+++ SOURCE TEXT +++

The Jerusalem Post

Female refugees learn to soar

- • By RACHEL WOLF

Captain Niloofar Rahmani from Afghanista­n and Maya Ghazal from Syria both know what it means to escape conflict. After becoming the first woman to pilot a fixed-wing jet in the Afghani Air Force, Rahmmani began receiving death threats and was forced to seek refuge in the United States, where she was granted asylum in 2018. As a result of the worsening situation in Syria, Ghazal fled her home in Damascus to join her father in the United Kingdom.

As part of its “Everyone Counts” campaign, the United Nations Human Rights Council (UNHRC) and British actor Douglas Booth, who recently played Nikki Sixx in Netflix’s The Dirt, accompanie­d Ghazal on a flight and watched her make her first solo journey. The video was posted on social media on Monday.

“Civil war in Syria started eight years ago. In the end, it [was] just not bearable anymore. Electricit­y, water and going to school were not safe anymore,” she told Booth.

After the interview, Ghazal flew Booth in a small plane and then landed to drop him off so that she could make her first solo flight, a major milestone on the path to becoming a pilot.

When talking about flying, Ghazal oozes with passion. “I fell in love with the adrenaline and how you feel up in the air; how you have control of your path, where you go and [that] you draw it,” she said in the UNHRC’s video. “You decide, and nothing is really limiting you.”

Ghazal’s message, however, was not just about following her dreams: It was about what education means to refugees like her.

“Maya showed me how investing in education is the most powerful way to help them create a better future for themselves – and for everyone else,” Booth wrote on his Instagram.

+++ DATASET CONTENT +++

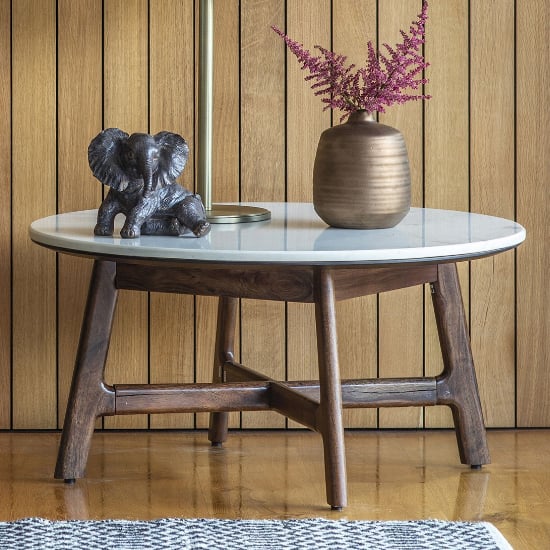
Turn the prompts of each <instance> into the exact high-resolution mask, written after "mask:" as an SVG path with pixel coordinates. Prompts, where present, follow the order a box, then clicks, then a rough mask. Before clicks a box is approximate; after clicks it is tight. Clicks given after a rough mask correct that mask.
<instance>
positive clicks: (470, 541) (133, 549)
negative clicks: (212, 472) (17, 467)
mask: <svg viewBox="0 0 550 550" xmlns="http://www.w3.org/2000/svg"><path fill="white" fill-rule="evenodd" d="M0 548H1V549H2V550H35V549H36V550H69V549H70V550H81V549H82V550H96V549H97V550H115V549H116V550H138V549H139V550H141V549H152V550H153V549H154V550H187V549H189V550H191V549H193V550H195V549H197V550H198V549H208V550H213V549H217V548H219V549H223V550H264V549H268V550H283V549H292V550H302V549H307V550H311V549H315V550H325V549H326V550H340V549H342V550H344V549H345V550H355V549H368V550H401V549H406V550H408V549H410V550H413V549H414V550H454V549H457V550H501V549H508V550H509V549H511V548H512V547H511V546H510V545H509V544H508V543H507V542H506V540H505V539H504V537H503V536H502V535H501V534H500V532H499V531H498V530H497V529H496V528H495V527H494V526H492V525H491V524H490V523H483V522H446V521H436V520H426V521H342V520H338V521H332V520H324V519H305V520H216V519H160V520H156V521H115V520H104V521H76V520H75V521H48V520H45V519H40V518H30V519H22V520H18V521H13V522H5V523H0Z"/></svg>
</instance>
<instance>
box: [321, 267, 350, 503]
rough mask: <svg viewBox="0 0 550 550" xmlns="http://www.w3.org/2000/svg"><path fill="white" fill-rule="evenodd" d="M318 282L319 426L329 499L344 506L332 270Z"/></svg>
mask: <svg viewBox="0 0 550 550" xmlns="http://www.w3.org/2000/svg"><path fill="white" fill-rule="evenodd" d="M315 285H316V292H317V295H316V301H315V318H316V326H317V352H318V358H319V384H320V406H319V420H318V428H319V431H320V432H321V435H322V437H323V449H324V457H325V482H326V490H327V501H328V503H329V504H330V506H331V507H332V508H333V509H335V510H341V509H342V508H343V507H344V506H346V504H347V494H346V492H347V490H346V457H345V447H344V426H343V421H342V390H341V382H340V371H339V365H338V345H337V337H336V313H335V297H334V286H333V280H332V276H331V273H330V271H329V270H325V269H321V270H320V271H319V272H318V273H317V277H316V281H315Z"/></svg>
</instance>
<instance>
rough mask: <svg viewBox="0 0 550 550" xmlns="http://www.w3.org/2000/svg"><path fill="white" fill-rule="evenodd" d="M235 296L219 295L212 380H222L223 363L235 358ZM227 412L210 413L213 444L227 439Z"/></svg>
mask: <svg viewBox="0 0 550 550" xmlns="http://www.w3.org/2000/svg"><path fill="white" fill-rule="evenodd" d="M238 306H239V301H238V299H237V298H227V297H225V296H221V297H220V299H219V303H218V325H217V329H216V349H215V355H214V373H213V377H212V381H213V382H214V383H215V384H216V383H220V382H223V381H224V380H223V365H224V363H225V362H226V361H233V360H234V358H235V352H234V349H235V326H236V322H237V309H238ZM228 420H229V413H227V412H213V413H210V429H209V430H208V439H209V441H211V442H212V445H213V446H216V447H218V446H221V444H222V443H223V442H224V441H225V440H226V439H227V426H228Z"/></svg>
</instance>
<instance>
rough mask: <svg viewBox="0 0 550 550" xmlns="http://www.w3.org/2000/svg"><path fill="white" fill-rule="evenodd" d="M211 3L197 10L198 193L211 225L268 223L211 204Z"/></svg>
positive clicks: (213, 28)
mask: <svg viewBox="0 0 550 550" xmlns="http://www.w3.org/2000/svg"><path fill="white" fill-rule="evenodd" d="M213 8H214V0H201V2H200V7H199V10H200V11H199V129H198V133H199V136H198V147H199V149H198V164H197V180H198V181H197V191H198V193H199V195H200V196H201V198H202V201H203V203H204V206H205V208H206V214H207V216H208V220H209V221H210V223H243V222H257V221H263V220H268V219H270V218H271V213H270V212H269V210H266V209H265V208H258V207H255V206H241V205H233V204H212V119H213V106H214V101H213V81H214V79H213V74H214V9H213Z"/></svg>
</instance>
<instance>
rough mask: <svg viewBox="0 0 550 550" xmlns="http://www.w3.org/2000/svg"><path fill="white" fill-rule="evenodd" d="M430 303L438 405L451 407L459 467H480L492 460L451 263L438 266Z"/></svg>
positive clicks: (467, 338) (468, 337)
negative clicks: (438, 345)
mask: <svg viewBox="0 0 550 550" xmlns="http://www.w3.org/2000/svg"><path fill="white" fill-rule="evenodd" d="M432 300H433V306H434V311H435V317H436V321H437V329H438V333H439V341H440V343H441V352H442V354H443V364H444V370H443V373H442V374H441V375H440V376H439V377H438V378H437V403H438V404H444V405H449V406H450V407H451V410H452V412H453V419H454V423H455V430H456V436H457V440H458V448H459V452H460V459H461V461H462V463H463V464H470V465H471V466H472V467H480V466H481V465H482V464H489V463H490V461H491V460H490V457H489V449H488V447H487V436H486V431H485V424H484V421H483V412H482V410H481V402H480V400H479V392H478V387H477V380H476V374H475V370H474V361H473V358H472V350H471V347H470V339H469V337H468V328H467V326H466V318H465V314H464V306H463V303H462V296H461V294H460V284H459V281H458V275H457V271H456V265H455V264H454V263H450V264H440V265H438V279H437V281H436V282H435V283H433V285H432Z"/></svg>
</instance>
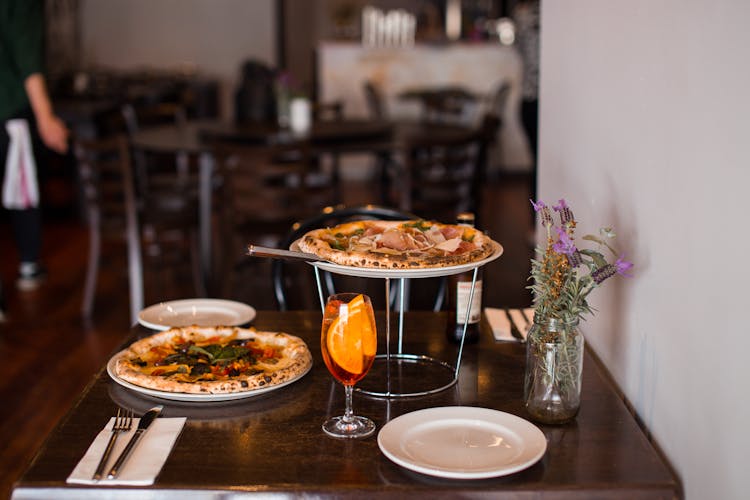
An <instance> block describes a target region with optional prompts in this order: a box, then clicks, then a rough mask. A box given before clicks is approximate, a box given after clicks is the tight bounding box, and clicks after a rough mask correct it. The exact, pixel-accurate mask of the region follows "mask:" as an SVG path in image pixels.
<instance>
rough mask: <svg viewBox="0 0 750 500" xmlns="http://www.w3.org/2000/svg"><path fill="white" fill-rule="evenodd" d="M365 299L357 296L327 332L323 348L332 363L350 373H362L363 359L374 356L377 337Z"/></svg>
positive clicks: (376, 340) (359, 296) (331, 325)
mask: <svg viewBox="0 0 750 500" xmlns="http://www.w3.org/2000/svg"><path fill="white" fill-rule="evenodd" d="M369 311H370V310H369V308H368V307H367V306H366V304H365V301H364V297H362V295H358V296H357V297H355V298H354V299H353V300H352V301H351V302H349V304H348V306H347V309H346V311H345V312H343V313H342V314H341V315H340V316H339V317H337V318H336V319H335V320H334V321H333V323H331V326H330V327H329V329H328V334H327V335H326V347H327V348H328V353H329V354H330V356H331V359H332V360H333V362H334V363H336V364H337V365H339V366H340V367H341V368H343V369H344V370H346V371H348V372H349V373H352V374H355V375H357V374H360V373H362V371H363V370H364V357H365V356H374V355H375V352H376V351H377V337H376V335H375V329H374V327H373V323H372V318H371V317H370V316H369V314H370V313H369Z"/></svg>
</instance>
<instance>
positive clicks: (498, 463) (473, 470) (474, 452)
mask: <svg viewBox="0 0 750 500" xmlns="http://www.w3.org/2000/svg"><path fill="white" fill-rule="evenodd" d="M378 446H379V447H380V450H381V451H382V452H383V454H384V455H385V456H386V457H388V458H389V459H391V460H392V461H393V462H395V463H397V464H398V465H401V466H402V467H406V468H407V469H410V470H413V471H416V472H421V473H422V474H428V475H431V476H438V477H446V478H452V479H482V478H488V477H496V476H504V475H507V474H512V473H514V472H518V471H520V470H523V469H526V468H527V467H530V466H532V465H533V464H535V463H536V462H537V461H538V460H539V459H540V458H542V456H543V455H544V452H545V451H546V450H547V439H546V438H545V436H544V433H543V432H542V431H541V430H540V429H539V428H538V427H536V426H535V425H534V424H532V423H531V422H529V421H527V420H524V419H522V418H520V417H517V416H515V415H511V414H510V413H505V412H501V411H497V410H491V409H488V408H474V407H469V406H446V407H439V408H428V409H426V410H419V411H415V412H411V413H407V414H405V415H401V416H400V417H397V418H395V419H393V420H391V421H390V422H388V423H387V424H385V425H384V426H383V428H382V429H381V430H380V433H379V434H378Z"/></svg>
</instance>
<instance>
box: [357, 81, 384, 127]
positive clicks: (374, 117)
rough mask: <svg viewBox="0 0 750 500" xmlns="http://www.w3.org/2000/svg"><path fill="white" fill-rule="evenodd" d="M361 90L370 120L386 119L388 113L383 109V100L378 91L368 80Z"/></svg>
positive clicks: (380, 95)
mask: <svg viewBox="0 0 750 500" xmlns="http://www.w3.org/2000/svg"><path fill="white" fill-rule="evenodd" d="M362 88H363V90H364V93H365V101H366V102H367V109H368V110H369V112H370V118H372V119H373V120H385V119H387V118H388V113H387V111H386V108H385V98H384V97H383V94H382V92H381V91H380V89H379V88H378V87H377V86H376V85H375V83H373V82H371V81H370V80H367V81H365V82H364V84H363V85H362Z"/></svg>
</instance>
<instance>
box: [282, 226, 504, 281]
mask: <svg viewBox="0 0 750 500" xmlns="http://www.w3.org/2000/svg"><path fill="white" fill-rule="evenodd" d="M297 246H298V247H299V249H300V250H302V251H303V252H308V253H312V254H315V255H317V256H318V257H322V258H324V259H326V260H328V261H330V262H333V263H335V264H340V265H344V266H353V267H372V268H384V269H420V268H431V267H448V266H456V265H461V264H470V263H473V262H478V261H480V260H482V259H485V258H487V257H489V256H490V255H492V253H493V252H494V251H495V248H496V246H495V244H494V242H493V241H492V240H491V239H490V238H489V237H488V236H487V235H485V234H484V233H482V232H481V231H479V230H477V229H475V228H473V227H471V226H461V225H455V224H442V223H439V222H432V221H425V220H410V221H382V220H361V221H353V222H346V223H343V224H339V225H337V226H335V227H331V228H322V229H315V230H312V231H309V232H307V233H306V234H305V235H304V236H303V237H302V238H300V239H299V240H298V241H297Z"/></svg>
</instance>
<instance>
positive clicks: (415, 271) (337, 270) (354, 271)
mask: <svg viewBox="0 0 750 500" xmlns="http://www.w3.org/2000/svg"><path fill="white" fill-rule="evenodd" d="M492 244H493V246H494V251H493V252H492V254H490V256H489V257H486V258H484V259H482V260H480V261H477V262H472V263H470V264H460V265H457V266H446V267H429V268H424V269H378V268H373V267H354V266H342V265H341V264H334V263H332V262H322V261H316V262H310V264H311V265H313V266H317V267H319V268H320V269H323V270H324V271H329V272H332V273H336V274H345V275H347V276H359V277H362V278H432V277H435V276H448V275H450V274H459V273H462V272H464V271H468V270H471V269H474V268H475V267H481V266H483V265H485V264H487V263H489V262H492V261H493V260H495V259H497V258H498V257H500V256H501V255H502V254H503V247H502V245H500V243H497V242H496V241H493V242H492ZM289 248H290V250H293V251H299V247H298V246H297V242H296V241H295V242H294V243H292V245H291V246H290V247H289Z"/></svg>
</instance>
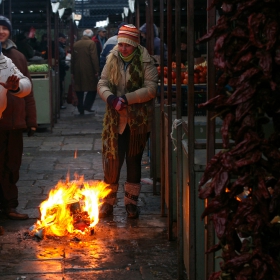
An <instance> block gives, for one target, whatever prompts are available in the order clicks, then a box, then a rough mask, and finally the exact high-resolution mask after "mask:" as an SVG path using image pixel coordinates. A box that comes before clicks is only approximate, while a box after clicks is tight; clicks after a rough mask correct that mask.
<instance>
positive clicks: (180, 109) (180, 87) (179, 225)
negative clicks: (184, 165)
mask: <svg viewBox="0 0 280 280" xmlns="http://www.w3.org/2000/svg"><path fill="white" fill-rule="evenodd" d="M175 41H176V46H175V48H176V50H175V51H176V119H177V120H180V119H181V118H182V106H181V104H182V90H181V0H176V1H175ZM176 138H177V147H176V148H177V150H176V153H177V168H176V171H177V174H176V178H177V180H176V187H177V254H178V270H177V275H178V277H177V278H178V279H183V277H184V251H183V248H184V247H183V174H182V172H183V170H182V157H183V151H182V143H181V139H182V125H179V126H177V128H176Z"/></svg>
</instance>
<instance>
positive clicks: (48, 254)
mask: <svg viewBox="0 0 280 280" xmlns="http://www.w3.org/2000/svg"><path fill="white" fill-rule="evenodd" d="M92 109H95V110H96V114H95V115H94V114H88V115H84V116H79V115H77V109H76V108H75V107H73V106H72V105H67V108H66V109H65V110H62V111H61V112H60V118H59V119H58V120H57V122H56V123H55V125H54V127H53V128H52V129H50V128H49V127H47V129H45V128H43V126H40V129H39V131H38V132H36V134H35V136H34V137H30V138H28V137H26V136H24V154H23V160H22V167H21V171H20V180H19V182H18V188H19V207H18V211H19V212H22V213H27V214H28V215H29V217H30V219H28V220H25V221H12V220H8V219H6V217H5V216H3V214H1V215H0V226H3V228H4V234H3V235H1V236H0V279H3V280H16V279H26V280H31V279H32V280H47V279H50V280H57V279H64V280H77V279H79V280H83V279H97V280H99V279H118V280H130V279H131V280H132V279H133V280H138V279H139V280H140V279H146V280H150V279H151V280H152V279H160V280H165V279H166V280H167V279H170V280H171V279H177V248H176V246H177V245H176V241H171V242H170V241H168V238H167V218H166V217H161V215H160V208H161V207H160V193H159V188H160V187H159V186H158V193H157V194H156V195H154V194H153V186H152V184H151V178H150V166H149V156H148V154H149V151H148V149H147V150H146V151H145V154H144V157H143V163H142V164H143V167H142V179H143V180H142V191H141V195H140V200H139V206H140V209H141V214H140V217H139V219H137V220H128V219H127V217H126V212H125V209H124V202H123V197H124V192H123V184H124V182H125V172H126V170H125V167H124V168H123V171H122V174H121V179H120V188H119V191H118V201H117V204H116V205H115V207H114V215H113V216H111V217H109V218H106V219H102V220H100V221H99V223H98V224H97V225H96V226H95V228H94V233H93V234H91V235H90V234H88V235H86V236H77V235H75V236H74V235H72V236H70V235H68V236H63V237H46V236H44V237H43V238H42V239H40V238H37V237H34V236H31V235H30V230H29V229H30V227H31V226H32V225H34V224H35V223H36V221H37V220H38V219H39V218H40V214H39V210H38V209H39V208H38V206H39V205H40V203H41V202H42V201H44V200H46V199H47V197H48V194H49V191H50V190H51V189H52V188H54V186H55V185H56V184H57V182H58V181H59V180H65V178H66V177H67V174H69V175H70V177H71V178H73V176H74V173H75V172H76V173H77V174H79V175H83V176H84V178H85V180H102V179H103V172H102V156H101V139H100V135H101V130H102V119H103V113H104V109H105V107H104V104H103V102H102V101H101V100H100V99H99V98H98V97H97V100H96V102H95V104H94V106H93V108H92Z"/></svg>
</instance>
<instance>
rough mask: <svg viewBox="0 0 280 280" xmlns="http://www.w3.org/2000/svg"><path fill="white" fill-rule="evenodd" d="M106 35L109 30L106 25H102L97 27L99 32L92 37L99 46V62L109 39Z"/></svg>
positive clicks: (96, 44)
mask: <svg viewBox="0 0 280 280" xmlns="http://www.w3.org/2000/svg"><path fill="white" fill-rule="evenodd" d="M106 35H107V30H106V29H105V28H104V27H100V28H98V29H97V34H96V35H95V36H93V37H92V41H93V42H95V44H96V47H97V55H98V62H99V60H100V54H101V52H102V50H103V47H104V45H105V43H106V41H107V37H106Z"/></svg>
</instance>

+++

WORK REQUIRED —
Resume the article about female refugees learning to fly, picking up after its final sentence. The listing comes from a different source than the article above.

OUTPUT BELOW —
Rahmani first garnered public attention in 2013 when she became the first woman to pilot a fixed-wing jet in the Afghani Air Force. Photos of her in a khaki flight suit, a black head covering, and thick-rimmed glasses began circulatin­g across the globe and her story went viral.

She wanted to be a pilot from a young age and when she was 10, in 2001, she became more and more familiar with seeing jets when the US invaded Afghanista­n.

However, her time in the Afghani Air Force was not easy. After struggling through doctors who attempted to medically disqualify her, according to BuzzFeed News, Rahmani faced disparagin­g colleagues and threats on her and her family’s lives from the Taliban. At one point, the Taliban warned her in a letter to “learn from Malala Yousafzai,” a Nobel Prize laureate who was nearly killed for fighting for women’s rights in Pakistan, Fox News reported in 2018.

“[My colleagues] always told me I’d fail because I am a woman, and because I am weak I would crash the plane and kill myself,” she told BuzzFeed News.